TASK REQUIREMENTS: Establish the number of lines below that contain the string "jacket". State that number alone.

DATA SECTION:

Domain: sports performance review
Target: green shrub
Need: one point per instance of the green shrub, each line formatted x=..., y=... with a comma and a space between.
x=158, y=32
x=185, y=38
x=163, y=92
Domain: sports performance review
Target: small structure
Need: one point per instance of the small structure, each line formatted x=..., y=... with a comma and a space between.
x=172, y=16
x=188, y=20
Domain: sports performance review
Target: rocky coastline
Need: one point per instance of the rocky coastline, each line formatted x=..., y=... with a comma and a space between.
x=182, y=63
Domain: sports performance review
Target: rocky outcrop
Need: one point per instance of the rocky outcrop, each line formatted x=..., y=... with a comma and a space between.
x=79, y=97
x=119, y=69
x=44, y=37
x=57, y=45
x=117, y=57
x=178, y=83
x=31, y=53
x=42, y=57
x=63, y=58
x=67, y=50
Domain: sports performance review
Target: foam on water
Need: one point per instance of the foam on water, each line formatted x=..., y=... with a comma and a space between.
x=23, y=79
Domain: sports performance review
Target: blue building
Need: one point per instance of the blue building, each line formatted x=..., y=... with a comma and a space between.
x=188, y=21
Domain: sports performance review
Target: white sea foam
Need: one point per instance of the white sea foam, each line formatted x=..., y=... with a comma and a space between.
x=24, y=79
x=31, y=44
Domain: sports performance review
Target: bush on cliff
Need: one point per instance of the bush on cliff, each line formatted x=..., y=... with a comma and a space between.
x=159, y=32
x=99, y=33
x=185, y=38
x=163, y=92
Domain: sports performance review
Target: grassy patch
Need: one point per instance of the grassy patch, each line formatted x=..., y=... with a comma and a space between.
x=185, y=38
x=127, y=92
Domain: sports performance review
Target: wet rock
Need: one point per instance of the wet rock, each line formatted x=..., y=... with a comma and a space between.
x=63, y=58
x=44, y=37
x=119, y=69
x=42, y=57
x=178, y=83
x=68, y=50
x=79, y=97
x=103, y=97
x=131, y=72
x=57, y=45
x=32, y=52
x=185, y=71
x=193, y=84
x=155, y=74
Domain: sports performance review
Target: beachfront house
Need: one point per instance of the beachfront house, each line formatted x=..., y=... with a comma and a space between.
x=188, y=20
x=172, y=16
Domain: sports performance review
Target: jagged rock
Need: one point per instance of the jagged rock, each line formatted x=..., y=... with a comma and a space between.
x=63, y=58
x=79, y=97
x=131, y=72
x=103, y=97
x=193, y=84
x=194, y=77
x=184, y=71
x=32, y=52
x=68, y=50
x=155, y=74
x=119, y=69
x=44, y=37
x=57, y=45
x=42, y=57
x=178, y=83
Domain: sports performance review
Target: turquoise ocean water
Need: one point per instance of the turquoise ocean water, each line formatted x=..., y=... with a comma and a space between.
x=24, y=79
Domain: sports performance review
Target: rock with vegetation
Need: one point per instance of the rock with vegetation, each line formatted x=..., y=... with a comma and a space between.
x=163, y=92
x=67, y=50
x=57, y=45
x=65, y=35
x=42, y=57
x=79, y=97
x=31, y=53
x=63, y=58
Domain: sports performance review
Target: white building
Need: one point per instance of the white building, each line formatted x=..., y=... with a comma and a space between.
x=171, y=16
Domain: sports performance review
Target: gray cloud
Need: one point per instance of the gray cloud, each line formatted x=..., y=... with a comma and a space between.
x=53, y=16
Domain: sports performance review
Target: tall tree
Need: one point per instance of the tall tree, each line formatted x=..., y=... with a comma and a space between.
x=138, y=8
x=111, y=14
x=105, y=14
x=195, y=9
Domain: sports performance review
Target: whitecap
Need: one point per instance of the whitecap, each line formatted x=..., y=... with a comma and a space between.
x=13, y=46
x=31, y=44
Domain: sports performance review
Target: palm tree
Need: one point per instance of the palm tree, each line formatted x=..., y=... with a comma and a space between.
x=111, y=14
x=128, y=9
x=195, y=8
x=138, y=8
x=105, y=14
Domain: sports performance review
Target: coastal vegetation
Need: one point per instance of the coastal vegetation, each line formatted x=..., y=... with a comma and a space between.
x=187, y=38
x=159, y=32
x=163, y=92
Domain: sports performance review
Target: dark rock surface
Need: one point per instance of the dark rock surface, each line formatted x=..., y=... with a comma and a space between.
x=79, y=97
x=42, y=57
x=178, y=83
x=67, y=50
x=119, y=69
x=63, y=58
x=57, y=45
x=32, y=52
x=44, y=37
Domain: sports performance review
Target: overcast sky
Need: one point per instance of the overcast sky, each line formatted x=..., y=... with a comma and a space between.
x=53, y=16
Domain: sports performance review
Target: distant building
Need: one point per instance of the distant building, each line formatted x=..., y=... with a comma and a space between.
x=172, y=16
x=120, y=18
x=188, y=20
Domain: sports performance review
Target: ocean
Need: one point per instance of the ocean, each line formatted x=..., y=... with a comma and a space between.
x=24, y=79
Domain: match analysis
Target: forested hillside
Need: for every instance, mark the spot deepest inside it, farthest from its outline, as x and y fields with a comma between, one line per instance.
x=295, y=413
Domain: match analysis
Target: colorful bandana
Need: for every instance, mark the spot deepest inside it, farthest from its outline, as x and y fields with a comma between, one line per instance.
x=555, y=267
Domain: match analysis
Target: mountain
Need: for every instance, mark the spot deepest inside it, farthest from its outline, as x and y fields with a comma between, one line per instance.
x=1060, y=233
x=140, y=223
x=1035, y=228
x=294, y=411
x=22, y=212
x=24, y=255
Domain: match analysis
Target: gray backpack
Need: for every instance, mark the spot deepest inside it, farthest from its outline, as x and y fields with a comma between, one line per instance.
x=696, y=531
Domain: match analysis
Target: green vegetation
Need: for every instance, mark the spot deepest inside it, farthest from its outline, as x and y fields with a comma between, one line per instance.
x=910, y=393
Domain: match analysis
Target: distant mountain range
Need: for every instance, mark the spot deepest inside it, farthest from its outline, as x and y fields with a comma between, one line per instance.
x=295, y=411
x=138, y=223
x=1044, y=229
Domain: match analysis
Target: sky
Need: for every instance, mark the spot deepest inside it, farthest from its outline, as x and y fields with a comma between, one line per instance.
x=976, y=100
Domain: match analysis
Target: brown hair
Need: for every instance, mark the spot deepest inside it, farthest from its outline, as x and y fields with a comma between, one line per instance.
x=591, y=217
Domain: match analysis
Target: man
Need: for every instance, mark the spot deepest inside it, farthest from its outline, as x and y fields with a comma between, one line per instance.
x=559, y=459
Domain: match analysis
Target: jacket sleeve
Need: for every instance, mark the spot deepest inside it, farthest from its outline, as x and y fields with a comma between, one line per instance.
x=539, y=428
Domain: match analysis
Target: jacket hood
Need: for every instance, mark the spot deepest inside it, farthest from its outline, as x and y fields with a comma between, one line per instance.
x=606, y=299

TASK RESPONSE: 2